EXERCISE DESCRIPTION:
Can you output the items below as a two-column CSV with the header input,output, one row per item? Put each item's text under input and its answer under output, with each value in a single quoted field and every line break replaced by a space.

Stored dataset items:
[start]
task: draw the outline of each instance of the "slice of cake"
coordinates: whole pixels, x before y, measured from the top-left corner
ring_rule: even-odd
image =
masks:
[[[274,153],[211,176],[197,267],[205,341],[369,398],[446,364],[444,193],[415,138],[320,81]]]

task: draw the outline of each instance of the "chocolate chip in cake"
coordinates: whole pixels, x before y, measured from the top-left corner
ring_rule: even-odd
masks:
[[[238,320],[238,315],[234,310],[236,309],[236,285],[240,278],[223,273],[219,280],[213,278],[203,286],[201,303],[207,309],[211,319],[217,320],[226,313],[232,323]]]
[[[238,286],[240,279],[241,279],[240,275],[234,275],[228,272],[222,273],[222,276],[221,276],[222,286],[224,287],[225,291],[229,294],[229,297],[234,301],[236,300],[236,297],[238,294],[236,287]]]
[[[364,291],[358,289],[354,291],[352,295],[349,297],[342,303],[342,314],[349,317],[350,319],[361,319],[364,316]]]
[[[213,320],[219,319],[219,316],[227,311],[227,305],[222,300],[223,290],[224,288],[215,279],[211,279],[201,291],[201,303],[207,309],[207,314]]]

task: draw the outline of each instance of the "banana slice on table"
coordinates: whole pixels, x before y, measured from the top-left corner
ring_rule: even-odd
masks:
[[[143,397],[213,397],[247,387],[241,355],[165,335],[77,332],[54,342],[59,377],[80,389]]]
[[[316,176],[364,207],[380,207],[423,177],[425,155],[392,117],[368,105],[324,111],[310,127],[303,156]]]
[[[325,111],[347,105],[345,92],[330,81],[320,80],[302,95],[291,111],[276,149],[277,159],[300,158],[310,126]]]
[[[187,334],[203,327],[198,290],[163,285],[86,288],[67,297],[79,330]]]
[end]
SOLUTION BELOW:
input,output
"task: draw the outline of each instance of the ""slice of cake"" coordinates: whole pixels, x before y, measured from the top-left corner ring_rule: even-odd image = masks:","[[[274,153],[211,176],[197,267],[205,341],[369,398],[446,364],[444,193],[415,138],[320,81]]]"
"task: draw the outline of each instance of the ""chocolate chip in cake"" coordinates: whole pixels, x before y, measured from the top-left corner ring_rule: even-odd masks:","[[[238,320],[238,315],[234,310],[236,309],[236,285],[240,278],[223,273],[219,280],[213,278],[203,286],[201,303],[207,309],[211,319],[217,320],[226,313],[232,323]]] [[[238,286],[240,279],[241,279],[240,275],[234,275],[228,272],[222,273],[222,276],[221,276],[222,286],[224,287],[225,291],[229,294],[229,297],[234,301],[236,300],[236,297],[238,294],[236,287]]] [[[364,291],[358,289],[354,291],[352,295],[349,297],[342,303],[342,314],[349,317],[350,319],[361,319],[364,316]]] [[[213,320],[219,319],[219,316],[227,311],[227,305],[222,300],[223,290],[224,288],[215,279],[211,279],[201,291],[201,303],[207,309],[207,314]]]"
"task: draw the outline of each instance of the ""banana slice on table"" coordinates: whole pixels, x before y, measured from the top-left corner ring_rule: even-odd masks:","[[[143,397],[213,397],[247,387],[241,355],[165,335],[77,332],[54,342],[59,377],[80,389]]] [[[316,176],[364,207],[380,207],[423,177],[425,155],[392,117],[368,105],[324,111],[310,127],[303,156]]] [[[325,111],[347,105],[345,92],[330,81],[320,80],[302,95],[291,111],[276,149],[277,159],[300,158],[310,126]]] [[[187,334],[203,327],[198,290],[163,285],[86,288],[67,297],[79,330]]]"